◆ TAREAS ◆
A – Resume en dos oraciones el texto sobre los derechos políticos.
B – Retoma el texto sobre los derechos políticos y continúalo a partir de su última oración.

◆ FRAGMENTO ◆
---*---

Antecedentes. Si fijamos el concepto de sociedad política, siguiendo a
Mendizábal y Martín, en aquella sociedad «que tiene por fin mantener la
armonía social mediante la soberanía del derecho», llegaremos a la
conclusión de que el fundamento de la perfección política en ese orden
soberano del derecho se encuentra únicamente en la justicia, pues sólo
mediante la justicia es posible armonizar los d. del Estado y de los
súbditos, proporcionando a éstos las garantías necesarias para defenderse
contra todo abuso de poder y posibilitando la pacífica convivencia social
(v.), que surge de la compatibilización entre el bien individual y el
colectivo.
No es lícita la confusión del bien individual con el social. Aunque
el hombre es sociable por naturaleza, no es la sociedad (v.) un ente en el
que se confunden, fundiéndose, los diversos elementos que la componen. Los
individuos por el hecho de vivir en sociedad no abdican, por eso, de sus
d. inalienables, sino que los conservan por tener su ser y fin
respectivos, aun cuando cumplan éste de forma más idónea en el seno de la
organización social. Los d. p. se refieren a la constitución de la
sociedad, al nombramiento de los que han de ejercer la autoridad en todos
sus grados, o a la capacidad jurídica para el desempeño de las funciones
propias de ésta. En consecuencia, la libertad política (V. LIBERTAD V) se
establece según el grado de independencia con que los d. se ejercitan por
el súbdito, aun cuando sus límites puedan establecerse, con carácter
general, de la forma siguiente: a) los d. individuales se subordinan a los
sociales; b) el bien del individuo ha de acomodarse al bien común (v.) de
la sociedad; y c) debe respetarse todo d. legítimamente constituido.
Cuanto se refiere a las verdaderas garantías de los d. e inmunidades
de los súbditos por parte del Estado, es lo que comúnmente se recoge en
las Constituciones o Leyes fundamentales de los Estados contemporáneos y
aun en el ámbito internacional, bajo la rúbrica de declaraciones de
derechos (V. DERECHOS DEL HOMBRE in). Las formulaciones jurídicas de
protección de los d. humanos persiguieron principalmente garantizar el
ejercicio de las libertades y de la independencia de los individuos, pero
sin que se creara un mínimo de condiciones jurídicas que permitieran
asegurar de hecho tal independencia. En la declaración de independencia
norteamericana se hizo, también, por primera vez, referencia a los d. s.,
aun cuando se plasmaran de forma rudimentaria o embrionaria, al afirmar
que «la sociedad está obligada a proveer a la subsistencia de todos sus
miembros, sea procurándoles trabajo, sea asegurando los medios de
existencia a quienes no se encuentren en condiciones de trabajar», o que
«los socorros necesarios para evitar la indigencia son una deuda de los
ricos hacia los pobres; corresponde a la Ley determinar el modo de que tal
deuda deba ser satisfecha».

---*---

◆ ÍTEMS EXTRAÍDOS ◆
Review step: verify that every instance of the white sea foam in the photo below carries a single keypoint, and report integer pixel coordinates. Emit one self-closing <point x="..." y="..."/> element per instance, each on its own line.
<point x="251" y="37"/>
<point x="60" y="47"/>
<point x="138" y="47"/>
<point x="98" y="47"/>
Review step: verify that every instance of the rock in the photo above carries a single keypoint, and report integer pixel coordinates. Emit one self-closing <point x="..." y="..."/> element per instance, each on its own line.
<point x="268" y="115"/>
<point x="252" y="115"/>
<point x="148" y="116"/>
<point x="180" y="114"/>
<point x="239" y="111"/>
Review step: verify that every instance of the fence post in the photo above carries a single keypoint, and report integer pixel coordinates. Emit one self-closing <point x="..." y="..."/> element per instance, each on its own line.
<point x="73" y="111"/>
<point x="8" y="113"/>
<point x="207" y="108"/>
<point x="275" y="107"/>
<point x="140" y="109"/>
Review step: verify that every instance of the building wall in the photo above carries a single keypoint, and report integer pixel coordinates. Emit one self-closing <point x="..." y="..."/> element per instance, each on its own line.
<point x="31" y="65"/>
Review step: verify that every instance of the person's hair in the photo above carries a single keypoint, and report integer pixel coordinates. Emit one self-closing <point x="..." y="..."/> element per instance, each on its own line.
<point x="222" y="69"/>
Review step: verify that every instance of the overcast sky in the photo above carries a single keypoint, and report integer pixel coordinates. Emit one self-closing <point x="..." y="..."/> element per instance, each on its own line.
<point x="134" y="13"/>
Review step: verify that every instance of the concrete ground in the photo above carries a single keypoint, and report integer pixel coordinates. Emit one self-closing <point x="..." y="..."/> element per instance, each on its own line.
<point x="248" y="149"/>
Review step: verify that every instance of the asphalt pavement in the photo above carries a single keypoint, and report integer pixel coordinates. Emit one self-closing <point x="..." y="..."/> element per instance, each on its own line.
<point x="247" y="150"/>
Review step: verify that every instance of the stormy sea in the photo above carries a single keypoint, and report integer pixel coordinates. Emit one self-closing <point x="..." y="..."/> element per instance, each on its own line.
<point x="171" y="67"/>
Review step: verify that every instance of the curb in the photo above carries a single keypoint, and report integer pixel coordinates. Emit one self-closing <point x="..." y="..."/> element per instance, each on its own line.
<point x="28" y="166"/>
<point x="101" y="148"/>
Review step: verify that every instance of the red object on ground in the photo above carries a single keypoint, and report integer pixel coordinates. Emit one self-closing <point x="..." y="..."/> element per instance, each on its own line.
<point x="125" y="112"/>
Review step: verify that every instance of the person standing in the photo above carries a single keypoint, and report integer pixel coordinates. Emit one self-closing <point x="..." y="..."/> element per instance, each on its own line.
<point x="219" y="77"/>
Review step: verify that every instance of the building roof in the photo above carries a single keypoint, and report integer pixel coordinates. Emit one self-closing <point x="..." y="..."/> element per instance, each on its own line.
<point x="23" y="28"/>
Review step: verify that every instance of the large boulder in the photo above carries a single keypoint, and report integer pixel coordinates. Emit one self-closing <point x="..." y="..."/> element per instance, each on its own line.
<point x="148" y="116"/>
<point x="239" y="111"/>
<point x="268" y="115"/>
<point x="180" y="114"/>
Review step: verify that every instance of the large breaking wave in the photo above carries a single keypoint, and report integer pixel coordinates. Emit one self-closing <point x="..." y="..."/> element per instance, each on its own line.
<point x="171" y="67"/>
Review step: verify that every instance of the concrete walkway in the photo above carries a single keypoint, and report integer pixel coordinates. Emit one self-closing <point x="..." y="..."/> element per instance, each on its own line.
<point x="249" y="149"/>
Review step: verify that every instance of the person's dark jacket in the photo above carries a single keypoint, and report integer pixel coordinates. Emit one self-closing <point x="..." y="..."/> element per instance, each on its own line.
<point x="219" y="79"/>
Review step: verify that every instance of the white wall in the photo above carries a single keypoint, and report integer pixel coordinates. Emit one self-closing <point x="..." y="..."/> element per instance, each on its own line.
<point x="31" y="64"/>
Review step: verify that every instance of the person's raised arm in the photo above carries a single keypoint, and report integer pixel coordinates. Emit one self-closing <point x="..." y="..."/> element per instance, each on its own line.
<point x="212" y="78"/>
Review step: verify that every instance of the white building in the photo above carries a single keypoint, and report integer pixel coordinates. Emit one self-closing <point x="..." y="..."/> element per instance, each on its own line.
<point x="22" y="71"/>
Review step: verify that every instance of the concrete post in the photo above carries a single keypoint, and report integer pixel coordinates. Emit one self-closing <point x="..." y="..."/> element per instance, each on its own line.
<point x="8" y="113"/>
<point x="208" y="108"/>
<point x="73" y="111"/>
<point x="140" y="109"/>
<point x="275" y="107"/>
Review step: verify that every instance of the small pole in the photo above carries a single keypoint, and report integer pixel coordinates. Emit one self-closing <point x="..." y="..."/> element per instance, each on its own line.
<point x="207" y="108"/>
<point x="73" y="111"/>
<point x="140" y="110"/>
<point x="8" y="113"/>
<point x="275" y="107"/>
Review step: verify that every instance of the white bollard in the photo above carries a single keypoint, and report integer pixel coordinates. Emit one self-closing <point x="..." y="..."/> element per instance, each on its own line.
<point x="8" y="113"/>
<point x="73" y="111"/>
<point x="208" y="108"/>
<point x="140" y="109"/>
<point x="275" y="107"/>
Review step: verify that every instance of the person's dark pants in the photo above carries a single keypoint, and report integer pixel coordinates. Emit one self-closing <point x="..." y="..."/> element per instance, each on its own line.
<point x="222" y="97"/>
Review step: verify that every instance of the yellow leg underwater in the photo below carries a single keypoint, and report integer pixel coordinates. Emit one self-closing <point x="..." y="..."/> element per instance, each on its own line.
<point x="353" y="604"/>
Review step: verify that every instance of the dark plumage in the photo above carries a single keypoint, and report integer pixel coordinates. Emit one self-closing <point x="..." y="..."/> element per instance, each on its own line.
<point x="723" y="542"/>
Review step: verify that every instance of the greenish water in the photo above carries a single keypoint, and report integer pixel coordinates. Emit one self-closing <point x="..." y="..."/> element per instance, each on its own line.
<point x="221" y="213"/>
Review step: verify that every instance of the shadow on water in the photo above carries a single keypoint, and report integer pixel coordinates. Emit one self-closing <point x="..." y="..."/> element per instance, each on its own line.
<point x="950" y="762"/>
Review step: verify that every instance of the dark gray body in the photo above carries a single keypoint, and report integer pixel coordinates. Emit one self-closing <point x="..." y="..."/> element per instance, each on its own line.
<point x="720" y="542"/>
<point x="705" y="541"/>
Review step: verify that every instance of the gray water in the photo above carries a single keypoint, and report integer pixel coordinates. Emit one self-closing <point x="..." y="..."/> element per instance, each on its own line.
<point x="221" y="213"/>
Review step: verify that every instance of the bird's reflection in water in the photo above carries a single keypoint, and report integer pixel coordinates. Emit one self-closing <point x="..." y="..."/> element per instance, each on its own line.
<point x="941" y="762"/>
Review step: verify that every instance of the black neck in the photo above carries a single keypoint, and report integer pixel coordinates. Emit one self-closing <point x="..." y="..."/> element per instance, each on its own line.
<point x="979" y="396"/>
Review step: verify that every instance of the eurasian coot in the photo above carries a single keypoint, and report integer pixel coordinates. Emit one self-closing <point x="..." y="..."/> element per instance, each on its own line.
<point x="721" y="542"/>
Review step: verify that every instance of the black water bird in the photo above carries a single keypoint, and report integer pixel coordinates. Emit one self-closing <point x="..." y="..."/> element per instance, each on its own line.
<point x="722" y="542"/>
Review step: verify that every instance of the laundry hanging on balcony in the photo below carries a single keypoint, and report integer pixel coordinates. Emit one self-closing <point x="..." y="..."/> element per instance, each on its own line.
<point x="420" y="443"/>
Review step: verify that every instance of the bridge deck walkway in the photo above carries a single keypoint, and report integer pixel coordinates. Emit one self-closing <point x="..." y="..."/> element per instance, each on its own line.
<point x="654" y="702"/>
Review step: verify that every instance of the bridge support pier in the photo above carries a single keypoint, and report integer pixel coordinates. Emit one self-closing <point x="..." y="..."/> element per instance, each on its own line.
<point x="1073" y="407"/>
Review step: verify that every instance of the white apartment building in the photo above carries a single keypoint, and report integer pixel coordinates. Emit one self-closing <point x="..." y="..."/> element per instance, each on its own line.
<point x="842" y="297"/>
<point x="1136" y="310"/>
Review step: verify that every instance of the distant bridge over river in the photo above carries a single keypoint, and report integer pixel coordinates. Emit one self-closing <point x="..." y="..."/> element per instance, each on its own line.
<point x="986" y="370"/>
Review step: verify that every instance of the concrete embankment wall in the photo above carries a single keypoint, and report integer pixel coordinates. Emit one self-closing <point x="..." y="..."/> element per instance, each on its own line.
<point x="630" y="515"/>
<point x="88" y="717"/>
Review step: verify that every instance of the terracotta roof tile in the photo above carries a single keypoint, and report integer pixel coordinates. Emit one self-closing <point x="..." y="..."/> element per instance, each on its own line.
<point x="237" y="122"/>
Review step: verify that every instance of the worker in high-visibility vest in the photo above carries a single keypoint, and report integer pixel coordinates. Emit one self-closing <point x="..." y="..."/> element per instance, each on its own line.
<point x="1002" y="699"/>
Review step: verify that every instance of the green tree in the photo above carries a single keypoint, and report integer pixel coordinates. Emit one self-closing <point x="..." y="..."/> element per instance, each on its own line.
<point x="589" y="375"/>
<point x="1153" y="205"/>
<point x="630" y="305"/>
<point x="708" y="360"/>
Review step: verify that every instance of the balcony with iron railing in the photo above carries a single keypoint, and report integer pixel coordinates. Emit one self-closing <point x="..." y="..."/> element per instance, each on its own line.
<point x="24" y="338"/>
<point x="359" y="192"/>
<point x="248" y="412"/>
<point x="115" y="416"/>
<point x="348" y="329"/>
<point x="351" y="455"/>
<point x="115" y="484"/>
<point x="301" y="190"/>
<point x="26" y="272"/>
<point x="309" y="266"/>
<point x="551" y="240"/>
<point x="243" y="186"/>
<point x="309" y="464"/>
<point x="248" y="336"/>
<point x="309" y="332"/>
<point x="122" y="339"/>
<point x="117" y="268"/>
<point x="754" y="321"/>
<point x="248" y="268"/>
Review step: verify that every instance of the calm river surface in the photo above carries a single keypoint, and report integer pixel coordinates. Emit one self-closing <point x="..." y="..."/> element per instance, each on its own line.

---*---

◆ RESPUESTAS ESPERADAS ◆
A – El fundamento de la perfección política se encuentra únicamente en la justicia, que permite armonizar los derechos del Estado y de los súbditos y hace posible la pacífica convivencia social. Los individuos no renuncian a sus derechos inalienables por vivir en sociedad, y las garantías de esos derechos suelen recogerse en las Constituciones o Leyes fundamentales bajo la rúbrica de declaraciones de derechos.

B –
Esta importante faceta social se diluye durante todo el s. xlx, y
hasta la segunda década del s. xx no toma carta de naturaleza, debido
principalmente a la presión de nuevos factores históricos, y cuya
influencia se deja sentir a partir de 1918 en el sentido de ampliarse el
tradicional catálogo de d. y reconocerse nuevos d. sociales. La
Constitución de Weimar, que Alemania elaboró en 1919, contiene una
tendencia conocida con el nombre de constitucionalismo social junto al
tratamiento tradicional, de sentido muy moderado de los d. individuales.
Junto al reconocimiento de la realidad individual incuestionable, aparece
ahora el de los sectores de la vida social que se encarnan en
instituciones con propia consistencia: la religión y la Iglesia, la
ciencia y los organismos docentes, la familia, la economía, etc.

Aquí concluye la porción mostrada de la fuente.